■ Série de consignes ■
1. Quels sont tous les orateurs nommés dans l'extrait de débat ?
2. Recopiez le passage de l'extrait de débat compris entre « M. Pierre-Yves Collombat. » et « fonctionne bien ainsi ! », ces deux bornes incluses.

■ Texte extrait ■
À propos de l’existence de compétences partagées, les compétences en matière de tourisme, de culture et de sport seront partagées entre les communes, les départements et les régions. Cela permet aussi de couper court à nombre de démarches faites auprès des différentes structures sportives ou culturelles de nos territoires dans le but de les affoler en disant que, dès l’année prochaine, elles n’auraient plus rien, et que tout cela serait terminé après 2014. Le texte, de ce point de vue, est parfaitement clair.

M. Pierre-Yves Collombat. Il n’y a plus rien dans les caisses !

M. François-Noël Buffet. Enfin, il existe la possibilité pour une collectivité territoriale de déléguer ses compétences.

En outre, afin d’inciter les départements et les régions à clarifier la répartition de leurs compétences mutuelles,…

M. Didier Guillaume. Cela fonctionne bien ainsi !

■ Données fournies ■
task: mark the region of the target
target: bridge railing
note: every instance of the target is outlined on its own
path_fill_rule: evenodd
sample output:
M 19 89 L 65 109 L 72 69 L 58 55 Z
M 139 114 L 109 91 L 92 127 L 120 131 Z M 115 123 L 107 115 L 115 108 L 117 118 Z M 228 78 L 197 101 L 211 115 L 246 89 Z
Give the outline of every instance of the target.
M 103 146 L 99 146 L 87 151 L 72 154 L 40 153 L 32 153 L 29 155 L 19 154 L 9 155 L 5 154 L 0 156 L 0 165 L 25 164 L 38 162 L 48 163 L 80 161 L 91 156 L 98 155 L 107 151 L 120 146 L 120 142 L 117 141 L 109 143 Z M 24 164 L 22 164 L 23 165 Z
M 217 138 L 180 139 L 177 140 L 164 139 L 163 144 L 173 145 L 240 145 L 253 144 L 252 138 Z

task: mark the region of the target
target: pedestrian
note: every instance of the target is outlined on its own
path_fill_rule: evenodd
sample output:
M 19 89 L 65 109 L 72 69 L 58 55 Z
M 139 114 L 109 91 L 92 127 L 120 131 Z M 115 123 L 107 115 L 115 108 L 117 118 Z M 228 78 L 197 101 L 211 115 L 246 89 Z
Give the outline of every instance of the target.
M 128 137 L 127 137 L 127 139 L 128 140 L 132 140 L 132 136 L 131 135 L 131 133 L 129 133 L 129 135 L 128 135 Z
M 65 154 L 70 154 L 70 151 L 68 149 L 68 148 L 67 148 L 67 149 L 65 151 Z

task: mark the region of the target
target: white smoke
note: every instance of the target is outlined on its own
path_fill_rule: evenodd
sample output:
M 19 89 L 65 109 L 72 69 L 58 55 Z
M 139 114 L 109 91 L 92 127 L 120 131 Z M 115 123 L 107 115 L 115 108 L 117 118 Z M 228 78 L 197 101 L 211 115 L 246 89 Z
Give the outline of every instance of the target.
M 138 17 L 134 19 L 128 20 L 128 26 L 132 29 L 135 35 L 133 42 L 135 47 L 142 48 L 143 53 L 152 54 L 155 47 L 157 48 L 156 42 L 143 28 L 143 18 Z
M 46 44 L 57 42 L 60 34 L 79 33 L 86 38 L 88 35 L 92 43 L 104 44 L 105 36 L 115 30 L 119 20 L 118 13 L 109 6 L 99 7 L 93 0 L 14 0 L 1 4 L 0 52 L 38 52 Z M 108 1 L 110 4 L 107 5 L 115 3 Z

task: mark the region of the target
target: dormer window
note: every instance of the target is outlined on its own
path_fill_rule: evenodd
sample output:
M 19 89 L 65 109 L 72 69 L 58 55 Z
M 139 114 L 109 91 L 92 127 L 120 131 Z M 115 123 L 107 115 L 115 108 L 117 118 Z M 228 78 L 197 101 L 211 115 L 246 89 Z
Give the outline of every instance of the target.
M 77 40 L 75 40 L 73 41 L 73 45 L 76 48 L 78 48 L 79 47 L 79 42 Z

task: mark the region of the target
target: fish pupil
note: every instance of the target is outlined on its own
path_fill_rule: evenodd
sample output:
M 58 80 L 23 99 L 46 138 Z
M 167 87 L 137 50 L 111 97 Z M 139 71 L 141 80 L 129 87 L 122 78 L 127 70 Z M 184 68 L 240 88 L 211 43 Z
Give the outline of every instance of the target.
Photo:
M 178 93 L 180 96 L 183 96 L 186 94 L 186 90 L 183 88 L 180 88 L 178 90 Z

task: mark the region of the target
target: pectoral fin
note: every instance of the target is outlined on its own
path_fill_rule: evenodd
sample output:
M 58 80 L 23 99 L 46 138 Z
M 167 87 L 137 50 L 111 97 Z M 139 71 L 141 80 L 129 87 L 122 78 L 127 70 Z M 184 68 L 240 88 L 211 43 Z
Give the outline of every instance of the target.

■ Corrigé des consignes ■
1.
M. Pierre-Yves Collombat
M. François-Noël Buffet
M. Didier Guillaume

2.
M. Pierre-Yves Collombat. Il n’y a plus rien dans les caisses !

M. François-Noël Buffet. Enfin, il existe la possibilité pour une collectivité territoriale de déléguer ses compétences.

En outre, afin d’inciter les départements et les régions à clarifier la répartition de leurs compétences mutuelles,…

M. Didier Guillaume. Cela fonctionne bien ainsi !